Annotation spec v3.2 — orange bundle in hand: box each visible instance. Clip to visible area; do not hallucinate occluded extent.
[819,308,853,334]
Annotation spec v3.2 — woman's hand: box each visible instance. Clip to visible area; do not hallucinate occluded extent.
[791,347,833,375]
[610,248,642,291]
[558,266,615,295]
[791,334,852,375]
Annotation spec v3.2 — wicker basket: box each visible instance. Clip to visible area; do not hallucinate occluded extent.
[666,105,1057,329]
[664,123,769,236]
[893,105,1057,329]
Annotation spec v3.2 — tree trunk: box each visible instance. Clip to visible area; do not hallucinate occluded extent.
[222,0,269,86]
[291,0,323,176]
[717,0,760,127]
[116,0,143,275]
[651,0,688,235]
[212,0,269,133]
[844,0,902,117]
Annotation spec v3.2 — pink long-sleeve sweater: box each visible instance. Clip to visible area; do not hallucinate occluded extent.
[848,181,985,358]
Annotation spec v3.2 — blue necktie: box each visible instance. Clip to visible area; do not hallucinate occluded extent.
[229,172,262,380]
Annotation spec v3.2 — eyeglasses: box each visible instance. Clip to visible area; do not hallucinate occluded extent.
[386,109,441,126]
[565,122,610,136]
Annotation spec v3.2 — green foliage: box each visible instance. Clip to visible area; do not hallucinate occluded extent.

-=-=-=-=-

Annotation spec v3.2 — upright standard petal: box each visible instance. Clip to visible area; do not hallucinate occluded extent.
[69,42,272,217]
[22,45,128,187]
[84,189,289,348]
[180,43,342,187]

-=-=-=-=-

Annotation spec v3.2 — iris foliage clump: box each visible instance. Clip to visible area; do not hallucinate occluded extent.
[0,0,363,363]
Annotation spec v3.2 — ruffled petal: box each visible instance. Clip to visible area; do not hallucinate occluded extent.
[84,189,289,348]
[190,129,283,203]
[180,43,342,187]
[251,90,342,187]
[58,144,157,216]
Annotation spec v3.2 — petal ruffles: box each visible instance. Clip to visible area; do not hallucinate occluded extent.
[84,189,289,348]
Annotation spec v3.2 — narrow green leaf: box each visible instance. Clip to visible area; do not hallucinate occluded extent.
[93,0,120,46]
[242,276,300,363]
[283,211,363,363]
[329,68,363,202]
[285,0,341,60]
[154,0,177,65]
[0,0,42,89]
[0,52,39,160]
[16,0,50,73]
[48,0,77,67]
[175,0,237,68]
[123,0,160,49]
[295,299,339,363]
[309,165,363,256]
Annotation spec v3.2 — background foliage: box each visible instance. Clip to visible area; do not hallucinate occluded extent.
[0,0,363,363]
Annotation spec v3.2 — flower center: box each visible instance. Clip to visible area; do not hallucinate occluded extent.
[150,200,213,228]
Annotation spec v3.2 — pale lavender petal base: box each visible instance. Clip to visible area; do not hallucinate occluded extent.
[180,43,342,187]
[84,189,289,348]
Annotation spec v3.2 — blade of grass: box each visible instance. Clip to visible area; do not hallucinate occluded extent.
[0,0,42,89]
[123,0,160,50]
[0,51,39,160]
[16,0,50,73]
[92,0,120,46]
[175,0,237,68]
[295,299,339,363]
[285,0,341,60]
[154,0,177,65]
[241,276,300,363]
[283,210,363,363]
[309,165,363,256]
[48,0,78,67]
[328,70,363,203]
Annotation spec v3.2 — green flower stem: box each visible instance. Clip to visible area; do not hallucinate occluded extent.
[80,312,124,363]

-=-=-=-=-

#### ПИСЬМЕННОЕ ЗАДАНИЕ:
Выпишите без изменений фрагмент данных: от строки, в которой стоит «Annotation spec v3.2 — orange», до строки с «Annotation spec v3.2 — green foliage: box» включительно.

#### ОТВЕТ НА ЗАДАНИЕ:
Annotation spec v3.2 — orange bundle in hand: box each visible instance. Clip to visible area; do not hallucinate occluded extent.
[819,308,853,334]
Annotation spec v3.2 — woman's hand: box each visible instance. Clip to visible area; do not hallucinate occluded extent.
[791,347,833,375]
[610,248,642,291]
[558,266,615,295]
[791,334,852,375]
Annotation spec v3.2 — wicker basket: box each visible instance. Clip to visible area; do not hallucinate occluded extent.
[666,105,1057,329]
[664,123,769,236]
[893,105,1057,329]
Annotation spec v3.2 — tree trunk: box each visible instance. Clip to visible area; do not hallucinate occluded extent.
[222,0,269,86]
[291,0,323,176]
[717,0,760,127]
[116,0,143,275]
[651,0,688,235]
[212,0,269,133]
[844,0,902,117]
Annotation spec v3.2 — pink long-sleeve sweater: box each visible instance. Clip to visible area; do not hallucinate occluded extent.
[848,181,985,358]
Annotation spec v3.2 — blue necktie: box each visible instance. Clip to visible area; do not hallucinate occluded extent.
[229,172,262,380]
Annotation spec v3.2 — eyeglasses: box each visible instance. Clip to visible area; do not hallucinate occluded extent.
[386,109,441,126]
[565,122,610,136]
Annotation spec v3.2 — green foliage: box each visible instance. Clip to visible area; do not hallucinate occluded extent.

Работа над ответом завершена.